The problem:
Print the records below exactly, leaving out nothing.

Extracted records:
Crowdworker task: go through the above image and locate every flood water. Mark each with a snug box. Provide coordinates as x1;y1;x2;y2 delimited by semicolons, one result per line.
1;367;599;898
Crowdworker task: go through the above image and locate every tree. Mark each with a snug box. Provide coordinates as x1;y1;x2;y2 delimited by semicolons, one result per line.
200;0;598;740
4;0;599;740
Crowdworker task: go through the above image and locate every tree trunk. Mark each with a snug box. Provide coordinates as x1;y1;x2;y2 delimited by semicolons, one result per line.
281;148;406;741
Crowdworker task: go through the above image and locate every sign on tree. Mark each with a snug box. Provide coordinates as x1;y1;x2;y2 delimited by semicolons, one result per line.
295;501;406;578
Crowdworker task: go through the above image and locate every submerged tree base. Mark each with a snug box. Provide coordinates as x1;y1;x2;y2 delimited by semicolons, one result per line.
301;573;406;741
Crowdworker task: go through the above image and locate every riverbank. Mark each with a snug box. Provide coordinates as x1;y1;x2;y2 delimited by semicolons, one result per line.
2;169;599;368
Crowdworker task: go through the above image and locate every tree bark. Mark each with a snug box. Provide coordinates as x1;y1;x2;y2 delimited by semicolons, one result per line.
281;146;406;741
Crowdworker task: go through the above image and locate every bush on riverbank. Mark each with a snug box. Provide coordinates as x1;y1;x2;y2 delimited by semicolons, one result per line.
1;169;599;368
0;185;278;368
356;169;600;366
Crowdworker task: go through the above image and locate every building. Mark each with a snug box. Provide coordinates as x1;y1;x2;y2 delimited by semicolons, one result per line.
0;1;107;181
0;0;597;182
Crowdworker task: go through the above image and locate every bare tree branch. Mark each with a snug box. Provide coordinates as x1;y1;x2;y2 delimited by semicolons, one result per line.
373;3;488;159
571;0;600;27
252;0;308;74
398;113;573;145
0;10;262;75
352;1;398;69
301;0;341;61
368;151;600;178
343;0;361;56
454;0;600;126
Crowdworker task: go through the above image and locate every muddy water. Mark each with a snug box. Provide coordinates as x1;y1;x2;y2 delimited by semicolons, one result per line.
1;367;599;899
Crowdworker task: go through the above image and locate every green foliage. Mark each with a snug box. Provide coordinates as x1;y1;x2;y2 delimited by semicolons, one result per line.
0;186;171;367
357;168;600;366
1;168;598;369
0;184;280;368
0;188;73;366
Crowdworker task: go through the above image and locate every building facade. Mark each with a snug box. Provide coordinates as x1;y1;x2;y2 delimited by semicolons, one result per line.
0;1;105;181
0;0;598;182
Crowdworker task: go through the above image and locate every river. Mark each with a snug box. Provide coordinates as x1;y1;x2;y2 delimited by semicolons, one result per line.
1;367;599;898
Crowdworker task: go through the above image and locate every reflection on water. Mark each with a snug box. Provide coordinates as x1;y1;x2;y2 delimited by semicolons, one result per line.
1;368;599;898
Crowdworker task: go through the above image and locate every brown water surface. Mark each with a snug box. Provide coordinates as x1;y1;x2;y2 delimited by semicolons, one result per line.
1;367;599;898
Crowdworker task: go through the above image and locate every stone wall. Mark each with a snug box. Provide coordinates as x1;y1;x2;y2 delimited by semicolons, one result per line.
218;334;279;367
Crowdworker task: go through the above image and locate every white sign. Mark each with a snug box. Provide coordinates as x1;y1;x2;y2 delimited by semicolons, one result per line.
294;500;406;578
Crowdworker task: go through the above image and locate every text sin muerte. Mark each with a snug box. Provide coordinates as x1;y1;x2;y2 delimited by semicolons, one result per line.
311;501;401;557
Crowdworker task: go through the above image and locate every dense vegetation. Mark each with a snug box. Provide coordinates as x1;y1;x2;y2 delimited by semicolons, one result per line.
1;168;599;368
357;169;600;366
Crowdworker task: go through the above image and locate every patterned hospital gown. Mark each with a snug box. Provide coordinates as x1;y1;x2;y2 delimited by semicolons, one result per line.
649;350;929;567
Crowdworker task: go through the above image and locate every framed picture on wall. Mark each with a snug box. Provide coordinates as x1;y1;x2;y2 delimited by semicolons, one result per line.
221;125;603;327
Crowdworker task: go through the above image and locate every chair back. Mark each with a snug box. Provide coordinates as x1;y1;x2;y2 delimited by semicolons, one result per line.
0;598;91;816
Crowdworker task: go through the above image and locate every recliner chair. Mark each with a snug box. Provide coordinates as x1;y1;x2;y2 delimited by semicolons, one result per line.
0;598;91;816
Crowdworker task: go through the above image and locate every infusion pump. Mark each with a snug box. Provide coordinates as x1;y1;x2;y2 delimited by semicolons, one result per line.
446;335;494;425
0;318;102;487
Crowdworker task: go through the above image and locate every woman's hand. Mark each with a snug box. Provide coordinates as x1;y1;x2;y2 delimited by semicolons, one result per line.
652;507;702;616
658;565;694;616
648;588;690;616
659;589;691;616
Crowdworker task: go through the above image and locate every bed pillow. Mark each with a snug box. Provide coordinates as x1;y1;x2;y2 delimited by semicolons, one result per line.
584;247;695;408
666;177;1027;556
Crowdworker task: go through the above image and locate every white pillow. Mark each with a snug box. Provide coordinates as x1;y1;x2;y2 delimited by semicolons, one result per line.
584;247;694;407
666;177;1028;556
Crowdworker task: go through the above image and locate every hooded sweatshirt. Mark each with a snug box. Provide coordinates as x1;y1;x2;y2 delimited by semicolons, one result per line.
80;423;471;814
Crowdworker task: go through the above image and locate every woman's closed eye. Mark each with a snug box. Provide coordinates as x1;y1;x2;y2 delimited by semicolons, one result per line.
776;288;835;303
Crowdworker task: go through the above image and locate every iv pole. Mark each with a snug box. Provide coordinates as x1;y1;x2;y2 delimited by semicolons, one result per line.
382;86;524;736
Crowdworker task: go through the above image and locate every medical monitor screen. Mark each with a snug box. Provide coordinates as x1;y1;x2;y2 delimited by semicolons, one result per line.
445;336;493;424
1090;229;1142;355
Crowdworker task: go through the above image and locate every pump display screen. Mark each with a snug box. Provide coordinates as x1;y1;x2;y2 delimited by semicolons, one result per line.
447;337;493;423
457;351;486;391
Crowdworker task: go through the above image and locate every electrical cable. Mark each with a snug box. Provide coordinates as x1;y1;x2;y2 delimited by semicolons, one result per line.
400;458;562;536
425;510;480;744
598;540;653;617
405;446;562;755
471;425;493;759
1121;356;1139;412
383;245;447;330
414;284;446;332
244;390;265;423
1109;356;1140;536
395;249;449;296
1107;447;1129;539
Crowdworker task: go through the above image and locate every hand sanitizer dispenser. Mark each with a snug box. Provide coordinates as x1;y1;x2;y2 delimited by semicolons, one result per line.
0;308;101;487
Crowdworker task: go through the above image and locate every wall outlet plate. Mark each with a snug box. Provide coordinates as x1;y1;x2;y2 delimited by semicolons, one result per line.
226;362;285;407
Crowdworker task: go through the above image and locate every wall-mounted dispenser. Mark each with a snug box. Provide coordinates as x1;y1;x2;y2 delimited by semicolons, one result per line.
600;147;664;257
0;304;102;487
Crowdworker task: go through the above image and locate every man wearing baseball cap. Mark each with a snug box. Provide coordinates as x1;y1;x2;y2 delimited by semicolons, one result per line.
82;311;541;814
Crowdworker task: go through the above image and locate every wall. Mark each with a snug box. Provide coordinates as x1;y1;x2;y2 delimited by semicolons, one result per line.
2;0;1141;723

Response area:
Crowdworker task: go through the above image and locate every flood water. Mark each with a snug box. Provide coordinates as x1;y1;x2;y2 delimited by semicolons, one result per line.
1;367;599;898
Crowdworker task: go through the above image and locate every tree. Mark each with a snug box. Provide coordinates as x1;y1;x2;y2 delimited by semicolons, one result per line.
200;0;598;740
4;0;599;740
Crowdworker task: go through the above image and locate every tree trunk. Mark each with a snug box. Provide coordinates as x1;y1;x2;y2 delimited by semicolons, one result per line.
281;148;406;741
Crowdworker task: go through the above image and locate every sign on tree. Mark each with a snug box. Provide coordinates as x1;y1;x2;y2 delimited by semicolons, one result per line.
295;501;406;578
Crowdworker task: go through the above image and locate every submerged tree base. Mark each with a snug box. Provide coordinates as x1;y1;x2;y2 delimited by semicolons, one result per line.
301;573;406;741
Crowdworker task: go through the above image and locate every riverbank. Mark each with a snug box. Provide coordinates as x1;y1;x2;y2 delimited by semicolons, one result per line.
2;169;599;368
Crowdworker task: go through the above image and locate every tree bark. Mark each with a snug box. Provide coordinates as x1;y1;x2;y2 delimited by semicolons, one result per line.
281;146;406;741
Crowdworker task: go through the above image and locate every bush on riverbank. Mark each with a snug box. Provide coordinates as x1;y1;x2;y2 delimited by semicolons, one result per line.
1;169;599;368
0;185;278;368
356;169;600;366
Crowdworker task: go through the above image and locate every building. Mark each with a snug box. Provide coordinates as x1;y1;x2;y2 delimited by semicolons, one result per line.
0;1;107;181
0;0;597;182
Crowdworker task: go through the above image and locate every bare tree branch. Mark each with a snug box. Provide coordinates as x1;y1;x2;y2 delimited by semicolons, one result per line.
373;3;488;159
571;0;600;27
252;0;308;74
398;113;573;145
0;10;262;75
352;1;398;69
301;0;341;61
368;151;600;178
343;0;361;56
454;0;600;126
Crowdworker task: go through the above image and locate every muddy water. Mark each with a snug box. Provide coordinates as x1;y1;x2;y2 delimited by semicolons, one result per line.
1;367;599;899
Crowdworker task: go through the above image and locate every green foliage. Mark each with a snug box. Provide coordinates as x1;y1;x2;y2 delimited by semicolons, one result per line.
0;186;171;367
357;168;600;366
1;168;598;369
0;184;280;368
0;188;73;366
Crowdworker task: go through the above image and locate every building facade. Mark each with a snug box. Provide coordinates as x1;y1;x2;y2 delimited by semicolons, one result per line.
0;1;105;181
0;0;598;182
Crowdworker task: go through the above image and locate every river. Mark each with a snug box. Provide coordinates as x1;y1;x2;y2 delimited by semicolons, one result per line.
1;367;599;898
Crowdworker task: go through the above image and locate every reflection on water. Mark each with a snug box. Provide coordinates as x1;y1;x2;y2 delimited by semicolons, one result per line.
1;368;599;898
Crowdworker task: go through the above image and locate every brown water surface. Mark each with a snug box. Provide coordinates as x1;y1;x2;y2 delimited by semicolons, one result per line.
1;367;599;898
Crowdworker task: go through the above image and locate every stone wall. Mark each with a snug box. Provide coordinates as x1;y1;x2;y2 delimited by semicolons, one result per line.
218;334;279;367
Crowdworker task: go through the above image and locate every white sign. Mark each with a snug box. Provide coordinates as x1;y1;x2;y2 delimited by semicolons, one result per line.
294;500;406;578
Crowdworker task: go through the above image and locate every text sin muerte. Mark each with a snug box. Provide coordinates as x1;y1;x2;y2 delimited by semicolons, one result per line.
311;501;401;557
Crowdworker task: go through the above image and locate every dense vegetation. Mark each with a snug box. Provide coordinates as x1;y1;x2;y2 delimited by semicolons, one result per line.
1;168;599;368
357;169;600;366
Crowdworker task: go through the above image and locate every patterned hospital gown. Mark each with a snug box. Provide coordinates as x1;y1;x2;y2 delimited by semicolons, one result per line.
649;350;929;567
Crowdworker task: go through the above image and locate every framed picture on wall. Mark each with a snug box. Provide coordinates as x1;y1;x2;y2 delimited by semicolons, one result per line.
221;125;603;327
Crowdworker task: go through the above image and locate every chair back. Mark each with a snug box. Provide coordinates as x1;y1;x2;y2 delimited by semicolons, one result per line.
0;598;91;816
Crowdworker task: go through the above image and locate every recliner chair. Mark each with a snug box. Provide coordinates as x1;y1;x2;y2 delimited by semicolons, one result per line.
0;598;91;816
Crowdworker task: go through the above image and locate every infusion pump. Mark each with a snug box. Provide coordinates as x1;y1;x2;y2 delimited by semicolons, one result per line.
446;335;494;425
0;318;102;487
Crowdworker task: go through the above image and locate every woman's hand. Mark each with a snug box. Provide coordinates as x1;y1;x2;y2 delimited by semicolons, one result per line.
652;507;702;616
658;565;694;616
648;588;690;616
659;589;691;616
Crowdworker task: go through the above image and locate every bed pillow. Mark each with a snug box. Provide coordinates as x1;y1;x2;y2 delimited by semicolons, one result per line.
584;247;695;408
666;177;1027;556
Crowdworker task: go through the above image and locate every white pillow. Mark each with a snug box. Provide coordinates as x1;y1;x2;y2 delimited by semicolons, one result per line.
584;247;694;407
666;177;1028;556
Crowdworker task: go through the above image and locate every hooded sweatshirt. Mark each with a snug box. Provide coordinates as x1;y1;x2;y2 delimited by semicolons, one result per line.
80;423;471;814
Crowdworker task: go through the above image and locate every woman's closed eye. Mark each with a snug box. Provide coordinates as x1;y1;x2;y2 delimited by semicolons, one result per line.
776;288;835;303
Crowdworker task: go through the above image and locate every iv pole. Mark each with a snug box. Provide coordinates as x1;y1;x2;y2 delimited by semicolons, one result per line.
382;86;524;736
Crowdworker task: go through the above image and locate every medical monitor screen. Mark each with a snug box. Provide coordinates as x1;y1;x2;y2 delimited by semicolons, one result per line.
445;336;493;424
1090;229;1142;355
Crowdworker task: go through the above image and locate every pump display screen. Mark each with a snug box. Provide coordinates as x1;y1;x2;y2 delimited by semicolons, one result per line.
447;337;493;423
457;351;486;391
Crowdworker task: go through the above image and locate every electrical cable. Mark each with a snug box. Provide coordinates as x1;y1;x2;y2 delimited by semicolons, one result per line.
400;458;562;536
425;510;480;744
598;540;653;617
405;446;562;755
471;425;493;759
1121;356;1139;412
383;245;447;330
414;284;446;332
244;390;265;423
1109;356;1140;536
395;249;449;296
1107;447;1129;539
Crowdworker task: go through the above image and locate every hand sanitizer dispenser. Mark each with a snug box. Provide coordinates as x1;y1;x2;y2 delimited by semicolons, one result per line.
0;308;101;487
Crowdworker task: go through the above image and locate every wall outlet plate. Mark each with a snug box. Provide coordinates as x1;y1;x2;y2 delimited by semicolons, one result per line.
226;362;285;407
Crowdworker task: go through the above image and locate every wall-mounted dispenser. Mark each with a snug box. Provide coordinates as x1;y1;x2;y2 delimited by semicolons, one result per line.
600;147;664;257
0;304;102;487
Crowdworker task: go through the above image and locate every man wearing baseball cap. Mark each with a snug box. Provide coordinates as x1;y1;x2;y2 delimited by semicolons, one result per line.
82;311;541;814
Crowdworker task: go through the above image and locate every wall. Mark each with a snug box. Provide coordinates as x1;y1;x2;y2 delimited by semicolons, one result per line.
2;0;1141;723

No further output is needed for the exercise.